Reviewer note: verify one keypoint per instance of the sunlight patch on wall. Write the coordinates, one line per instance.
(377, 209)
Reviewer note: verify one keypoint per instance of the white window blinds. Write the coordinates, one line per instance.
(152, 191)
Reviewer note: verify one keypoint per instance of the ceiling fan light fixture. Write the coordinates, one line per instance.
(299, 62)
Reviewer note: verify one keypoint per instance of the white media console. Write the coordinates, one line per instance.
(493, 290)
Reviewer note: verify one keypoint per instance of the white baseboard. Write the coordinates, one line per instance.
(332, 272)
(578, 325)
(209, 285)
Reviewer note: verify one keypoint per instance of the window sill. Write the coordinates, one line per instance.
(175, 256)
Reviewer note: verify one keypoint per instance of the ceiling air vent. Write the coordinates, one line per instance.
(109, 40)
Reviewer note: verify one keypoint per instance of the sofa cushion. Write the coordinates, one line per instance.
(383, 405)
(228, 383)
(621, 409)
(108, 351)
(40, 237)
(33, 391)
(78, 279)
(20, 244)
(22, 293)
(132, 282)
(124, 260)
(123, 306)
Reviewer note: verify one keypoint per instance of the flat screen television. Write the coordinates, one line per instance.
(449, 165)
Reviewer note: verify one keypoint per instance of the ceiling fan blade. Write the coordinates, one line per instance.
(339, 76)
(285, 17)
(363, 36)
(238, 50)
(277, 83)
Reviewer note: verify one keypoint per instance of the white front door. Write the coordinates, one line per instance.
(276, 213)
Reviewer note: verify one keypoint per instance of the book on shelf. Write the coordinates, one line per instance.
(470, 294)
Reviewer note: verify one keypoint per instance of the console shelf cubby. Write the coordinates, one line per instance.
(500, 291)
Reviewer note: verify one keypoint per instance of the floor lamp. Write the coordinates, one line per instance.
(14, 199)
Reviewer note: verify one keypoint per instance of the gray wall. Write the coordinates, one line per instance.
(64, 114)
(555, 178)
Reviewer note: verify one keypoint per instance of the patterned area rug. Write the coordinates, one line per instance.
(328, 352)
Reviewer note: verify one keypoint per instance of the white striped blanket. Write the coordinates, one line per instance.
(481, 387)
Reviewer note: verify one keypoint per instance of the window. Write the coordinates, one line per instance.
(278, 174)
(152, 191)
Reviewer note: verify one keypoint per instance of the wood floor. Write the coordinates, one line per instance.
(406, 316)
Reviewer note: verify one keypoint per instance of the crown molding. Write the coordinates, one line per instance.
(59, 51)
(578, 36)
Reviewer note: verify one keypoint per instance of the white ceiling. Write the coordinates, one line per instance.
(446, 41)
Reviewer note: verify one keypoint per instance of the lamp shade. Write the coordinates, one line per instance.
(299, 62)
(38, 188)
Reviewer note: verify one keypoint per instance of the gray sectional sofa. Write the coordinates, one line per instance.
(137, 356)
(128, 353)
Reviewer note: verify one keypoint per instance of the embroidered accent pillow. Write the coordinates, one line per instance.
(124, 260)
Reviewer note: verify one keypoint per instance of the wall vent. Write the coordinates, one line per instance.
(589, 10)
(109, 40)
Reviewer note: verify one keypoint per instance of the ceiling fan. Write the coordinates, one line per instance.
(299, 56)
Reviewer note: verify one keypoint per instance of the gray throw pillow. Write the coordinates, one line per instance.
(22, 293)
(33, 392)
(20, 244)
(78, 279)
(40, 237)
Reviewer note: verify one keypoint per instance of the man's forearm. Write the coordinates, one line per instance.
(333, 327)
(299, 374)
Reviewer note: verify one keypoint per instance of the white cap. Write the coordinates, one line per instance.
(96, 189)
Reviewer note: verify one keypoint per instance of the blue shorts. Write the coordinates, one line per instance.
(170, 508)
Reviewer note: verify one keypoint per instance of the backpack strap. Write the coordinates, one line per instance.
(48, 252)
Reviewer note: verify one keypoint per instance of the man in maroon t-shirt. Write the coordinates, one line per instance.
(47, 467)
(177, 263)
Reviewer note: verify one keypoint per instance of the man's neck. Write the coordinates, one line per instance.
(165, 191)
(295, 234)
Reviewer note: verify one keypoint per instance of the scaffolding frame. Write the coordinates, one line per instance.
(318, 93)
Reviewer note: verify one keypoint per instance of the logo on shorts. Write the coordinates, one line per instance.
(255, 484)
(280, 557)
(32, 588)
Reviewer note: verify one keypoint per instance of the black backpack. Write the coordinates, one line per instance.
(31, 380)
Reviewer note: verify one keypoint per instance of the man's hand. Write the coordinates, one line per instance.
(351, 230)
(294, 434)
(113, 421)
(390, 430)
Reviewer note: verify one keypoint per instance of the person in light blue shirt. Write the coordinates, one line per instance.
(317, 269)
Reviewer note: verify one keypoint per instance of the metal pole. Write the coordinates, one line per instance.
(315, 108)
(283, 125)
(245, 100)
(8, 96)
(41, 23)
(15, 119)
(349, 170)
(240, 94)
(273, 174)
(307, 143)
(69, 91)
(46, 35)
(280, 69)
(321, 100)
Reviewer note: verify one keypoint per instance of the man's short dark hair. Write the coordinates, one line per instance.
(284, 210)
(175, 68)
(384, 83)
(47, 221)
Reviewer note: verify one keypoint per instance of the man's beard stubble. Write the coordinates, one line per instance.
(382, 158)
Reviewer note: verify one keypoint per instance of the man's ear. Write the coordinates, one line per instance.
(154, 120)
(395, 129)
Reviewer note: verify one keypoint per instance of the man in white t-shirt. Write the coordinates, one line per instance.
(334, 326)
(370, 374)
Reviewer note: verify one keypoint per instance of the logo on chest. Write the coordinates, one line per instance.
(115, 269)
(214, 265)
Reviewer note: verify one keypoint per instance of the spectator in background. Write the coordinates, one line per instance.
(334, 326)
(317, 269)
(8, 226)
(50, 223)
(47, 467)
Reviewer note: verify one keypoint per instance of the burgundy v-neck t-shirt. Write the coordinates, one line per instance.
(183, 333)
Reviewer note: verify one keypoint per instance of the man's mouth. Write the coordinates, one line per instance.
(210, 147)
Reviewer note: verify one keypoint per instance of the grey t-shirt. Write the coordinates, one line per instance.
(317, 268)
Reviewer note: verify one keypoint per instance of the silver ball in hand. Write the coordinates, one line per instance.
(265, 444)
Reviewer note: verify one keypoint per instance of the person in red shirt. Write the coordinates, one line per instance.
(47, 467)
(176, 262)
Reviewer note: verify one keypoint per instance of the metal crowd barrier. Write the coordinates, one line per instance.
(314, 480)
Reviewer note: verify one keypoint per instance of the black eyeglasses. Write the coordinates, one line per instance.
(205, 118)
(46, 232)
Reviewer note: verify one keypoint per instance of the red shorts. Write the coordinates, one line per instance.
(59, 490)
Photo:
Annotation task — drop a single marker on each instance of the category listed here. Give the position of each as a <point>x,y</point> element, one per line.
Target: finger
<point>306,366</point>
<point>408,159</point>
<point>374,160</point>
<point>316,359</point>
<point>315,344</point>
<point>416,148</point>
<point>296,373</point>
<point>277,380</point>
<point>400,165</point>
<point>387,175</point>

** EXERCISE AIM **
Having looked over the entries above, reproduce all of them exactly.

** TASK RESULT **
Reviewer note: verify one keypoint per instance of the sunlight patch on wall. Write the coordinates, one line per instance.
(377, 209)
Reviewer note: verify one keypoint per instance of the white window blinds. Write the coordinates, one line per instance.
(152, 191)
Reviewer note: verify one keypoint per instance of the ceiling fan light fixture. Write the coordinates, one line per instance.
(299, 62)
Reviewer note: verify one keypoint per instance of the white media console. Write the coordinates, one line per instance.
(493, 290)
Reviewer note: verify one keypoint per instance of the white baseboard. Write the coordinates, one line per instance.
(332, 272)
(578, 325)
(209, 285)
Reviewer note: verify one keypoint per instance of the window sill. Write the coordinates, one line per instance.
(175, 256)
Reviewer note: verify one keypoint per instance of the ceiling air vent. Write the coordinates, one line per instance.
(109, 40)
Reviewer note: verify one keypoint per instance of the sofa cushion. Write the coordinates, one line per instance.
(383, 405)
(228, 383)
(621, 409)
(108, 351)
(40, 237)
(33, 391)
(78, 279)
(20, 244)
(22, 293)
(132, 282)
(124, 260)
(123, 306)
Reviewer note: verify one keypoint per instance of the flat screen television. Write the coordinates, one line per instance.
(449, 165)
Reviewer note: verify one keypoint per instance of the ceiling fan blade. Write the coordinates, one line per instance.
(339, 76)
(285, 17)
(363, 36)
(238, 50)
(277, 83)
Reviewer note: verify one keypoint per instance of the white front door. Write the coordinates, one line per instance.
(276, 213)
Reviewer note: verify one keypoint per instance of the book on shelf. Write the coordinates, one line per instance.
(470, 294)
Reviewer note: verify one keypoint per instance of the console shelf cubby. Write the coordinates, one line per instance.
(500, 291)
Reviewer note: verify one keypoint per instance of the floor lamp. Write the coordinates, one line per instance.
(14, 199)
Reviewer note: verify one keypoint per instance of the gray wall. Write the coordinates, one line per instance.
(64, 114)
(555, 178)
Reviewer note: verify one keypoint per instance of the patterned area rug. Write the coordinates, one line per instance.
(328, 352)
Reviewer note: verify one keypoint per instance of the white striped blanket. Write the coordinates, one line per instance.
(481, 387)
Reviewer note: verify one keypoint per instance of the window. Write the coordinates, one line per instance.
(278, 174)
(152, 191)
Reviewer note: verify one keypoint per instance of the wood floor. Write the coordinates, one line per instance.
(406, 316)
Reviewer note: verify one keypoint per instance of the crown molding. Write the coordinates, one line per instance.
(59, 51)
(578, 36)
Reviewer note: verify one keypoint per instance of the white ceiling. Write the coordinates, one line per instance.
(446, 41)
Reviewer note: verify one keypoint per instance of the lamp shade. Write the coordinates, one line per instance.
(299, 62)
(38, 188)
Reviewer note: verify one keypoint per instance of the gray sectional sofa. Write the coordinates, one line per instance.
(137, 356)
(128, 353)
Reviewer note: verify one keypoint per instance of the embroidered accent pillow. Write the coordinates, one line per instance.
(124, 260)
Reviewer note: verify one keypoint per instance of the wall vent. Write the coordinates, one line per instance.
(589, 10)
(109, 40)
Reviewer note: verify one keypoint per instance of the ceiling fan. Write the coordinates, one line per instance.
(299, 56)
Reviewer note: verify one keypoint per instance of the gray throw pillow. Write the coordinates, one line per instance.
(22, 293)
(33, 392)
(20, 244)
(78, 279)
(40, 237)
Reviewer note: verify one keypoint per instance of the man's forearm. Write the coordinates, one line per instance.
(333, 327)
(299, 374)
Reviewer note: verify one keypoint per instance of the white cap. Write the coordinates, one line per instance.
(96, 189)
Reviewer note: verify one keypoint per instance of the blue shorts. Write the coordinates, one line per instance.
(170, 508)
Reviewer note: verify one keypoint per instance of the backpack strap. Write the coordinates, one line per instance.
(48, 252)
Reviewer note: verify one keypoint per instance of the man in maroon t-shirt. Write the coordinates, one line per instance.
(47, 467)
(177, 263)
Reviewer note: verify one keypoint per instance of the man's neck. Write the coordinates, one line per instance.
(165, 191)
(295, 234)
Reviewer note: verify one keypoint per instance of the scaffolding frame. Write the coordinates, one line per instance.
(318, 93)
Reviewer note: verify one keypoint per instance of the logo on shorts. Write the coordinates, one line per instance.
(255, 484)
(280, 557)
(32, 588)
Reviewer note: verify one keypoint per instance of the black backpack. Write the coordinates, one line per instance.
(31, 380)
Reviewer note: verify one keypoint per instance of the man's hand. Write the coordinates, one line per instance.
(351, 230)
(294, 434)
(113, 421)
(390, 430)
Reviewer note: verify one keypoint per instance of the person in light blue shirt. Write the coordinates, one line per instance.
(317, 269)
Reviewer note: verify one keypoint per instance of the metal pole. Write the coordinates, one line per instance.
(315, 108)
(283, 125)
(245, 100)
(8, 96)
(41, 23)
(15, 119)
(349, 170)
(240, 94)
(273, 174)
(307, 143)
(69, 91)
(46, 35)
(280, 69)
(321, 100)
Reviewer note: verify one keypoint per instance of the man's short dark hair. Write the coordinates, one line per instance.
(284, 210)
(175, 68)
(384, 83)
(47, 221)
Reviewer note: verify one keypoint per instance of the man's beard stubble. Write the coordinates, one line per instance.
(382, 158)
Reviewer note: verify one keypoint per instance of the man's ear. Write the coordinates, one line per instance.
(154, 120)
(395, 129)
Reviewer note: verify one keypoint per instance of the man in white t-shirt. Write the coordinates, one line per instance.
(334, 326)
(370, 374)
Reviewer note: verify one keypoint per instance of the logo on chest. Write the coordinates, one line per instance.
(115, 269)
(214, 265)
Reviewer note: verify one keypoint per instance of the spectator in background. Write the coordinates, one line per instance.
(334, 326)
(317, 269)
(8, 226)
(50, 223)
(47, 467)
Reviewer note: verify one keypoint per instance of the burgundy v-neck t-shirt. Write the coordinates, one line per instance.
(183, 333)
Reviewer note: verify one keypoint per instance of the man's mouth. Write the coordinates, one line per instance.
(210, 147)
Reviewer note: verify one keypoint per instance of the grey t-shirt. Write the coordinates, one line per instance.
(317, 268)
Reviewer note: verify one keypoint per instance of the silver ball in hand. Write the coordinates, one line per instance.
(265, 444)
Reviewer note: verify one keypoint per instance of the person in red shirt. Write the coordinates, one line per instance.
(47, 467)
(176, 262)
Reviewer note: verify one keypoint per instance of the metal crowd barrier. Write the coordinates, one line per instance.
(314, 480)
Reviewer note: verify one keypoint per instance of the black eyeglasses. Write the coordinates, one line per instance.
(205, 118)
(46, 232)
Reviewer note: verify one keypoint per instance of the red shorts. Write the coordinates, one line per instance.
(59, 490)
Photo:
Annotation task — drop a single marker on each instance of the category listed here. Give the position of each as a <point>x,y</point> element, one per line.
Target: finger
<point>306,366</point>
<point>408,159</point>
<point>374,160</point>
<point>316,359</point>
<point>315,344</point>
<point>416,148</point>
<point>296,373</point>
<point>277,380</point>
<point>400,165</point>
<point>387,175</point>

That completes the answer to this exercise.